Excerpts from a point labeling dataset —

* * *

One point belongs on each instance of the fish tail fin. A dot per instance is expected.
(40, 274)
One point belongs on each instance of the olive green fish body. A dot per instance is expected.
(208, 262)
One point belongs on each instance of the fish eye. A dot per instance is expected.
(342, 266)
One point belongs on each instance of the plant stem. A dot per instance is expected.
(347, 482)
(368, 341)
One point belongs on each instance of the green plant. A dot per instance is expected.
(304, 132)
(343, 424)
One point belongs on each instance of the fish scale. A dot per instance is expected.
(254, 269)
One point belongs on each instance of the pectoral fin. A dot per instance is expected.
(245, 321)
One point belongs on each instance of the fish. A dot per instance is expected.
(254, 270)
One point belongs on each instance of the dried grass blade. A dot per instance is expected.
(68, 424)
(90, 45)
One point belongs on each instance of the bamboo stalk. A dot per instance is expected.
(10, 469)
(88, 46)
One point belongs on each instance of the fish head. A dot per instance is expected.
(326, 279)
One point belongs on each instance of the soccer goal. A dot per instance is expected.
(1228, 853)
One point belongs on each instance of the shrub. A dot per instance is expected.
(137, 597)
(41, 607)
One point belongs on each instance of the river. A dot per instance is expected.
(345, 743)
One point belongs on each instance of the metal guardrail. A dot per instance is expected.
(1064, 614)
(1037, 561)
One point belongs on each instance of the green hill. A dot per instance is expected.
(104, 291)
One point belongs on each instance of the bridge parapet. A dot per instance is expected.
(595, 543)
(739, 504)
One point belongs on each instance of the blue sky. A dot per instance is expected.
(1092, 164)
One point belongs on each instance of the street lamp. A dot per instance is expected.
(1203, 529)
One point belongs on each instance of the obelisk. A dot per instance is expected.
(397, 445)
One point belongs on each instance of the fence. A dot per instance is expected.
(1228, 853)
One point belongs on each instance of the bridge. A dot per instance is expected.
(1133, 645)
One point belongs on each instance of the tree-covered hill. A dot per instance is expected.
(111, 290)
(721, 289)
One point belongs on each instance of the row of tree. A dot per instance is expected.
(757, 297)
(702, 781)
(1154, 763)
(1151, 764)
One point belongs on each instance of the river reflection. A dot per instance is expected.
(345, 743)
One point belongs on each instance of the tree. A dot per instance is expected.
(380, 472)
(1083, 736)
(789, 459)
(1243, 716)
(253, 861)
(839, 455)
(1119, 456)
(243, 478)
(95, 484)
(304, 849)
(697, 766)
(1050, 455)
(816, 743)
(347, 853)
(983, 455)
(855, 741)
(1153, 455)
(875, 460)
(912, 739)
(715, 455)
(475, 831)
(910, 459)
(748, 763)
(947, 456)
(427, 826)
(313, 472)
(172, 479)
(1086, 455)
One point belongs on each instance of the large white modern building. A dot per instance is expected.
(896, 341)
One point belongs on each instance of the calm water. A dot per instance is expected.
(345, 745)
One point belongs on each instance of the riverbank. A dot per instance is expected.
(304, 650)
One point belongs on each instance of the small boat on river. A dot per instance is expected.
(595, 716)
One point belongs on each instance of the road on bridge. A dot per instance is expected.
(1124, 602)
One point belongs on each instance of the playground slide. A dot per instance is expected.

* * *

Task directions —
Rewrite the records above, putting "mark" in place of every occurrence of "dot" and changing nothing else.

Output for this exercise —
One point belongs on each instance of the fish tail fin. A mark per instance is expected.
(40, 274)
One point belongs on each instance of the olive green fish body. A mark per instance is expected.
(208, 262)
One point belongs on each instance of the fish eye. A mark per instance is expected.
(342, 266)
One point belongs on each instance of the plant stem. A mark per instance is expected.
(347, 482)
(368, 341)
One point belongs on each instance of the green plant. A mark per instance is expected.
(304, 132)
(343, 424)
One point belongs on each instance of the fish scale. A mark per instance is expected.
(254, 269)
One point belongs on each instance of the pectoral fin. A mark per instance is expected.
(245, 321)
One point belongs on each instance of the fish. A mark per instance is expected.
(254, 270)
One point belongs on each instance of the dried grass blade. A mark per instance is expected.
(68, 424)
(90, 45)
One point belongs on each instance of the bamboo stalk. A mark per instance is expected.
(10, 469)
(88, 46)
One point belongs on each instance of the fish head. A mark per instance is expected.
(326, 279)
One point belongs on each instance of the soccer goal. A mark per instance is expected.
(1228, 853)
One point belongs on each instance of the shrub. A mark per instance is expected.
(137, 597)
(41, 607)
One point belongs on each instance of the river. A mark per instance is expected.
(345, 743)
One point belongs on each instance of the metal guardrail. A mark per instance is expected.
(1064, 614)
(1037, 561)
One point belongs on each instance of the green hill. A mark per instance is expected.
(104, 291)
One point belongs on each instance of the bridge parapet. A mark per instance is expected.
(595, 543)
(739, 504)
One point belongs on each instance of the blue sky. A mark per instance is expected.
(1092, 164)
One point belongs on each instance of the street lamp. A mark per instance is expected.
(1203, 529)
One point belongs on each instance of the obelisk. A mark per instance is expected.
(397, 445)
One point belongs on each instance of the fence. A mark per instance is expected.
(1228, 853)
One point belongs on each instance of the bridge. A mark per instance is expected.
(1133, 645)
One point belongs on each instance of the tree-covered hill. A mark per instance is expected.
(111, 290)
(721, 289)
One point belongs on each instance of the row of tree. A mark per instance is expected.
(757, 297)
(702, 781)
(1154, 763)
(1151, 764)
One point belongs on each instance of the river reflection. A mark per instance is expected.
(345, 743)
One point belongs on each instance of the tree. A mark per instance is expected.
(380, 472)
(1083, 736)
(789, 459)
(1243, 716)
(253, 861)
(839, 455)
(1119, 456)
(243, 478)
(95, 484)
(304, 849)
(697, 766)
(1050, 455)
(816, 743)
(347, 853)
(983, 455)
(855, 741)
(1153, 455)
(875, 460)
(912, 739)
(715, 455)
(475, 831)
(910, 459)
(748, 763)
(947, 456)
(427, 826)
(313, 472)
(172, 479)
(1086, 455)
One point belongs on each instance of the large white modern building. A mark per instance is expected.
(896, 341)
One point belongs on each instance of the calm water. A mark per instance is expected.
(345, 745)
One point belongs on each instance of the riverbank. A mark per instance is expected.
(304, 650)
One point belongs on each instance of the small boat on river. A mark per instance is expected.
(595, 716)
One point belongs on each instance of the road on bridge. A mark per instance is expected.
(1124, 602)
One point belongs on each instance of the playground slide. A mark per instance is expected.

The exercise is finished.